━━━━━ EXCERPTED RECORDS ━━━━━

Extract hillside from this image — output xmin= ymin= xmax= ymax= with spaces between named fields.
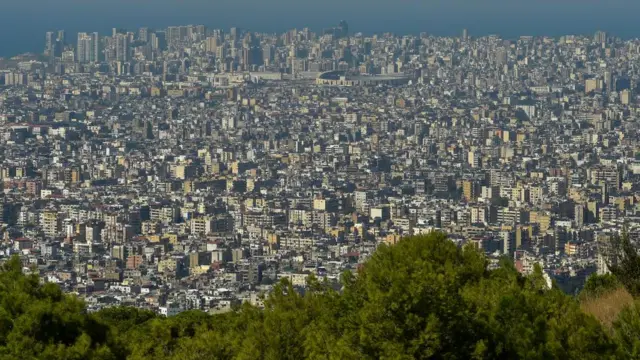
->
xmin=0 ymin=234 xmax=640 ymax=360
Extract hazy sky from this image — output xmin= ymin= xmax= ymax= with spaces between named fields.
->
xmin=0 ymin=0 xmax=640 ymax=55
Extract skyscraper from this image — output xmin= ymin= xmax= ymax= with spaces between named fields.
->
xmin=114 ymin=34 xmax=129 ymax=61
xmin=58 ymin=30 xmax=67 ymax=47
xmin=44 ymin=31 xmax=57 ymax=56
xmin=338 ymin=20 xmax=349 ymax=37
xmin=76 ymin=32 xmax=100 ymax=63
xmin=205 ymin=36 xmax=218 ymax=54
xmin=138 ymin=28 xmax=149 ymax=42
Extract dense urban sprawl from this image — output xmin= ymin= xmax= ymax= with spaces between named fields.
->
xmin=0 ymin=22 xmax=640 ymax=315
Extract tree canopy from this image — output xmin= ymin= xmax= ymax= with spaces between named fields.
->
xmin=0 ymin=233 xmax=640 ymax=360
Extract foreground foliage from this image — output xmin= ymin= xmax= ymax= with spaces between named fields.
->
xmin=0 ymin=234 xmax=640 ymax=360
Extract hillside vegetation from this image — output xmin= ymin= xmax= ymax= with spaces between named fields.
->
xmin=0 ymin=234 xmax=640 ymax=360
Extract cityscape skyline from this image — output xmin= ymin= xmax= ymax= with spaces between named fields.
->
xmin=0 ymin=0 xmax=640 ymax=57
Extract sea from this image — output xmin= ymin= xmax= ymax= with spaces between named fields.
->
xmin=0 ymin=0 xmax=640 ymax=57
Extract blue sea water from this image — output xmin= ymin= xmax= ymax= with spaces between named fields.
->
xmin=0 ymin=0 xmax=640 ymax=56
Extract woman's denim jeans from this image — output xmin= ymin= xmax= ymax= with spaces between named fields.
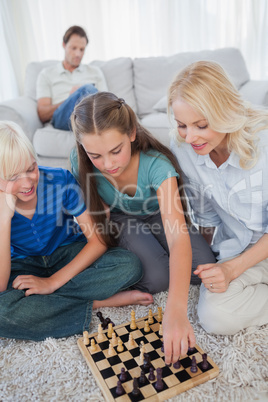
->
xmin=0 ymin=242 xmax=142 ymax=341
xmin=52 ymin=84 xmax=98 ymax=131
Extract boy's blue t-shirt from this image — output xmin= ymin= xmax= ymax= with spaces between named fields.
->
xmin=94 ymin=150 xmax=179 ymax=215
xmin=11 ymin=166 xmax=86 ymax=258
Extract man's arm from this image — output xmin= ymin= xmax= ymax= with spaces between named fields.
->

━━━━━

> **GOAL**
Format every row above as a JSON array of strings, one string per line, with blank lines skipped. Leave the pictures out.

> **EXERCISE OUTPUT**
[
  "Extract hillside from this image — output xmin= ymin= xmax= ymax= with spaces between named fields.",
  "->",
  "xmin=0 ymin=234 xmax=640 ymax=360",
  "Extract hazy sky from this image — output xmin= ymin= xmax= ymax= with spaces between named fields.",
  "->",
  "xmin=0 ymin=0 xmax=640 ymax=55",
  "Extract skyscraper from this image — output xmin= ymin= xmax= ymax= with spaces between named fields.",
  "->",
  "xmin=114 ymin=34 xmax=129 ymax=61",
  "xmin=58 ymin=30 xmax=67 ymax=47",
  "xmin=44 ymin=31 xmax=57 ymax=56",
  "xmin=338 ymin=20 xmax=349 ymax=37",
  "xmin=76 ymin=32 xmax=100 ymax=63",
  "xmin=205 ymin=36 xmax=218 ymax=54",
  "xmin=138 ymin=28 xmax=149 ymax=42",
  "Extract dense urban sprawl from this image — output xmin= ymin= xmax= ymax= with spaces between named fields.",
  "->",
  "xmin=0 ymin=22 xmax=640 ymax=315",
  "Extract tree canopy from this image — output xmin= ymin= xmax= ymax= with spaces between named fields.",
  "->",
  "xmin=0 ymin=233 xmax=640 ymax=360",
  "Extract foreground foliage from this image — output xmin= ymin= xmax= ymax= with spaces between named fields.",
  "->",
  "xmin=0 ymin=234 xmax=640 ymax=360",
  "Extract hillside vegetation from this image — output xmin= ymin= xmax= ymax= with spaces between named fields.",
  "->",
  "xmin=0 ymin=234 xmax=640 ymax=360",
  "Extract cityscape skyline from this image — output xmin= ymin= xmax= ymax= with spaces between named fields.",
  "->",
  "xmin=0 ymin=0 xmax=640 ymax=57",
  "Extract sea from this image — output xmin= ymin= xmax= ymax= with spaces between named fields.",
  "->",
  "xmin=0 ymin=0 xmax=640 ymax=57",
  "Extract blue sea water from this image — output xmin= ymin= xmax= ymax= with spaces between named fields.",
  "->",
  "xmin=0 ymin=0 xmax=640 ymax=56",
  "Extract woman's denim jeans from this image — output xmin= ymin= xmax= ymax= with spaces between named fields.",
  "->",
  "xmin=0 ymin=242 xmax=142 ymax=341",
  "xmin=52 ymin=84 xmax=98 ymax=131",
  "Extract boy's blue t-shirt from this image — output xmin= ymin= xmax= ymax= with spaces between named fields.",
  "->",
  "xmin=94 ymin=150 xmax=179 ymax=215",
  "xmin=11 ymin=166 xmax=86 ymax=258",
  "Extract man's arm from this image — output xmin= ymin= xmax= ymax= with spaces between named fields.",
  "->"
]